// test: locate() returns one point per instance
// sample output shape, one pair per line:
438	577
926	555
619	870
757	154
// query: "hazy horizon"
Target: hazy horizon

Your instructions - Above are the entries; return each one exactly.

Solution -
// test: locate() returns one point per instance
// sample output shape, one pair per line:
438	577
926	555
619	870
757	154
// query: "hazy horizon"
Target: hazy horizon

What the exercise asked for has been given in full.